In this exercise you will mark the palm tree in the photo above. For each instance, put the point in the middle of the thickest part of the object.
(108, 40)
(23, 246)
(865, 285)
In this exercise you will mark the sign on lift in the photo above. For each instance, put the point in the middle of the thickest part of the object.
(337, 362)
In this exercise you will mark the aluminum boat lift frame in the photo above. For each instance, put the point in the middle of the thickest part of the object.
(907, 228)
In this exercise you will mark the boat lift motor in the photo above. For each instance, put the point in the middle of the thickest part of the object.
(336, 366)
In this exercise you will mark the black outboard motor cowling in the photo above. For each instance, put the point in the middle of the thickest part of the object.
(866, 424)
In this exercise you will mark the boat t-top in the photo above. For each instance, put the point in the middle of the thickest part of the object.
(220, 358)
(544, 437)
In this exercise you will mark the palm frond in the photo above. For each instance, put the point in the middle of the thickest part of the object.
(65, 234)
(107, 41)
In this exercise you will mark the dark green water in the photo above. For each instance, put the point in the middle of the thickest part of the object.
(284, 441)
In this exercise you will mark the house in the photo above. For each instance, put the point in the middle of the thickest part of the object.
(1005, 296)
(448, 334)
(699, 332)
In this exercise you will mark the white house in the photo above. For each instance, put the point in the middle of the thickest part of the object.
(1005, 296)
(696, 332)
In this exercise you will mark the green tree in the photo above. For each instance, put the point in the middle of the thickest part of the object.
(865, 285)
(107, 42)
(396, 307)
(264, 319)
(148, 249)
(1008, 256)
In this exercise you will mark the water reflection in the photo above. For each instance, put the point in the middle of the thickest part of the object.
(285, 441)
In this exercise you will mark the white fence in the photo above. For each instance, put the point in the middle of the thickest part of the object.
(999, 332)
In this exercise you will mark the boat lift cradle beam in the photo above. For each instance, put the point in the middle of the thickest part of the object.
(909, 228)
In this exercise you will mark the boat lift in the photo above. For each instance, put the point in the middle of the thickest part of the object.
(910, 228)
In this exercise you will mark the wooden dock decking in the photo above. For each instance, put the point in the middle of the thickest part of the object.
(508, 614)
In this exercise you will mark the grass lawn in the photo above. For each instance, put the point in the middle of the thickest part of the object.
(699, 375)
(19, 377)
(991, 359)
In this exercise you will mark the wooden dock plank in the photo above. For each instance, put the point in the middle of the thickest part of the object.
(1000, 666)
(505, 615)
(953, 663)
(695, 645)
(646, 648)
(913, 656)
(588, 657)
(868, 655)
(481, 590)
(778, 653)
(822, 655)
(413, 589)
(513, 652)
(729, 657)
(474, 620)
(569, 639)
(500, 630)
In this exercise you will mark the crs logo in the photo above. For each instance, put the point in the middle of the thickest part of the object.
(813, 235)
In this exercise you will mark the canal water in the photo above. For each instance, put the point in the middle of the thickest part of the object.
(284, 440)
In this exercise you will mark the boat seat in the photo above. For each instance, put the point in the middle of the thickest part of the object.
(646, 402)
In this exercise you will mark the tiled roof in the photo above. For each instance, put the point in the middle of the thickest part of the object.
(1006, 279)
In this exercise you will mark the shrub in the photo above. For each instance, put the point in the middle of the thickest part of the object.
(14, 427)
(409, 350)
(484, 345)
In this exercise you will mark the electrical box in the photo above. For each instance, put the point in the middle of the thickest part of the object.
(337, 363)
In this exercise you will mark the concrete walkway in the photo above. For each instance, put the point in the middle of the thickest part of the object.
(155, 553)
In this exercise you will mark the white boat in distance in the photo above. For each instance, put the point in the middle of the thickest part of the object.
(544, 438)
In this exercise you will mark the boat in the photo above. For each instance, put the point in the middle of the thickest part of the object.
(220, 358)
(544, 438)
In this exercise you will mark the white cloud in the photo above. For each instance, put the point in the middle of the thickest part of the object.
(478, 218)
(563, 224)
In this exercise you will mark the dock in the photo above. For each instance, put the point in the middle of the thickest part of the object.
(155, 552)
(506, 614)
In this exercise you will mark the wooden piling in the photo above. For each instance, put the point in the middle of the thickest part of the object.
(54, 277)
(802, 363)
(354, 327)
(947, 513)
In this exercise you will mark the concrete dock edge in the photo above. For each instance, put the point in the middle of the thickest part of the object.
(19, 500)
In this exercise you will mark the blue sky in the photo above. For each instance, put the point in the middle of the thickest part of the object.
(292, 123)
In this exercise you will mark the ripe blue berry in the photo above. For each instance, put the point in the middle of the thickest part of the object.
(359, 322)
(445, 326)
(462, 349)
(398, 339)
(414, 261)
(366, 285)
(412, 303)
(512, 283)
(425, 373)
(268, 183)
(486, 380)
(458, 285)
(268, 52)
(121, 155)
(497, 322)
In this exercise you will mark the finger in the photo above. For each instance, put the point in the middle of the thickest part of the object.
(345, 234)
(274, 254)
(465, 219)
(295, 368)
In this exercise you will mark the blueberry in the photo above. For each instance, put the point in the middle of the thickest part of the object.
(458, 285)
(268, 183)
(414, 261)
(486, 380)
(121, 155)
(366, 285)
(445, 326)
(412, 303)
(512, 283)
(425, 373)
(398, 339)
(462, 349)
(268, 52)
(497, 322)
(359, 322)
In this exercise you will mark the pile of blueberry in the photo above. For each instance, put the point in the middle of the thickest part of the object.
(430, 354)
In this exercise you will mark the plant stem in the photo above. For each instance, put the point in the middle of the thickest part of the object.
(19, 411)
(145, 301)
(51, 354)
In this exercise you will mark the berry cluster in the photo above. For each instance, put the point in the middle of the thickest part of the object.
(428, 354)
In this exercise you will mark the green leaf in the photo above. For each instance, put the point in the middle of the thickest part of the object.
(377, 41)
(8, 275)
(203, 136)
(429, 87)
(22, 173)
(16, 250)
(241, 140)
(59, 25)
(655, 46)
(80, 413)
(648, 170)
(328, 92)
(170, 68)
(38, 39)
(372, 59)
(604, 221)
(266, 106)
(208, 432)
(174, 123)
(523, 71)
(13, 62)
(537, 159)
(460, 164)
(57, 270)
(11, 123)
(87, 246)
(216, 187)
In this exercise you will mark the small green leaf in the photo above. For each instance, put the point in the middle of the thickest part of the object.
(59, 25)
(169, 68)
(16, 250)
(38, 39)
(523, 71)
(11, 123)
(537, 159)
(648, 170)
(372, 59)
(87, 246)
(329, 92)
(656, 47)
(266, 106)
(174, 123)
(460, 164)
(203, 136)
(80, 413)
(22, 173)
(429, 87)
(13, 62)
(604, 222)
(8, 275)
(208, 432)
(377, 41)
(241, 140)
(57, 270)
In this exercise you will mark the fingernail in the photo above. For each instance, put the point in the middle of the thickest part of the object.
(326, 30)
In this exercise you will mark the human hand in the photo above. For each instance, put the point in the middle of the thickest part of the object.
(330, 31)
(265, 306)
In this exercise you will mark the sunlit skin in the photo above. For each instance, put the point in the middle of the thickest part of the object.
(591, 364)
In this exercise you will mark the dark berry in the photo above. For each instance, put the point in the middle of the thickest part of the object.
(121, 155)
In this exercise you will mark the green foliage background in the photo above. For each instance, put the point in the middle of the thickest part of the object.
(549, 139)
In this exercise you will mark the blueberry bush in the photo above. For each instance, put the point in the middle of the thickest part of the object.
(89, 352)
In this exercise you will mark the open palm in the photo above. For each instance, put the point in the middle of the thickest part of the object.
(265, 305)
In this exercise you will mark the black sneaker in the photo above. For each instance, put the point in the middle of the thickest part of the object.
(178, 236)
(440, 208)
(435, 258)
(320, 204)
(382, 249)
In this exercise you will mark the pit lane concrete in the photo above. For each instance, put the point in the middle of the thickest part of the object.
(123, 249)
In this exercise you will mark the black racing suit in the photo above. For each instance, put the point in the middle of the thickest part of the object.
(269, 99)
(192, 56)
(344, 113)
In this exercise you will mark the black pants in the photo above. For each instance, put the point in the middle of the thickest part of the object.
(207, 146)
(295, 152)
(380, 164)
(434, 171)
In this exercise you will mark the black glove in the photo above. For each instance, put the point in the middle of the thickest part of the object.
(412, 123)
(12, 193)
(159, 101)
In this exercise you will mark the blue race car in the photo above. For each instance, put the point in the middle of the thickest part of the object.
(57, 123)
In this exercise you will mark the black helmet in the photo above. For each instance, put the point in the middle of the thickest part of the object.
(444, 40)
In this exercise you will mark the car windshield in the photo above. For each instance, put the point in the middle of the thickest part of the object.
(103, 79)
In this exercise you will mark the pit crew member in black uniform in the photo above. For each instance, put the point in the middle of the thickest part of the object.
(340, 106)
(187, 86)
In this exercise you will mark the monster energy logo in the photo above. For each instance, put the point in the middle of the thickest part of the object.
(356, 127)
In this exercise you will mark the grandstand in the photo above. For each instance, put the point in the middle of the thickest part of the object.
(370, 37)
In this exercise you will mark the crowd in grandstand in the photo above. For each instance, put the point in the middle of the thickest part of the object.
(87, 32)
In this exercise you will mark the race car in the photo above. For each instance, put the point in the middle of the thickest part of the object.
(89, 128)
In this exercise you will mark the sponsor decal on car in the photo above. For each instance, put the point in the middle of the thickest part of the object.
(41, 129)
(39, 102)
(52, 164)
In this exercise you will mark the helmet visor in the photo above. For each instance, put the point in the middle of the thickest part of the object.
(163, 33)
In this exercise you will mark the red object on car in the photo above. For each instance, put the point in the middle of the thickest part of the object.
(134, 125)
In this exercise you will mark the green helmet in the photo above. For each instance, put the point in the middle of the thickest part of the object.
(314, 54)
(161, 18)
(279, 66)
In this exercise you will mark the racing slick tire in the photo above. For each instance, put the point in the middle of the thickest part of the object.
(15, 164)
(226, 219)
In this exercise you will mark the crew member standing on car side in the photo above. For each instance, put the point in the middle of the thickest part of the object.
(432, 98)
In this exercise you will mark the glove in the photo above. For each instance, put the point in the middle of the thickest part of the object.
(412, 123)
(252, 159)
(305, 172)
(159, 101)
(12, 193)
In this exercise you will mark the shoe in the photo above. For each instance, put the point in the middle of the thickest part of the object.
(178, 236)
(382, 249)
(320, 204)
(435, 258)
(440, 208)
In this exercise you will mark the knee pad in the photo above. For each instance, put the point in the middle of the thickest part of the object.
◆ ◆ ◆
Task to carry out: Beginning at the line that contains "In this exercise you will mark the race", retype each line of the listing up to and including the last one, exactly as it stands, and nothing else.

Solution to the exercise:
In this exercise you will mark the race car in the photo above. For each instance, put the point in the middle of the thickest part of the object.
(89, 128)
In this exercise you will mark the sponsor decal on car in the photo above. For each instance, put the point in the middle of the thickest part of the object.
(41, 129)
(39, 102)
(52, 164)
In this exercise you will mark the helmet visor in the photo above. For each instance, put the point in the middle of the thickest part of the object.
(163, 33)
In this exercise you will mark the red object on car in the photo above. For each instance, put the point in the middle of the thickest part of the object.
(134, 125)
In this exercise you will mark the green helmet in the photo above. For each instance, put the point in the middle of the thickest part of the object.
(314, 54)
(161, 18)
(279, 66)
In this exercise you will mark the racing slick tire in the photo above. For each instance, put the point in the middle of the thickest part of the object.
(15, 164)
(226, 219)
In this exercise you will mark the crew member standing on car side in the photo above. For each instance, put the point in the middle of the thickest part of the object.
(432, 98)
In this exercise you will mark the glove in the photo above. For each instance, put the point in the middle of the thickest part of the object.
(412, 123)
(252, 159)
(305, 172)
(159, 101)
(12, 193)
In this exercise you will mark the shoe in the photo above. For each instance, put the point in the middle of the thickest part of the object.
(178, 236)
(382, 249)
(320, 204)
(435, 258)
(440, 208)
In this exercise you will mark the knee pad in the photo above. For each instance, put the point in the middle of the thickest part of the object.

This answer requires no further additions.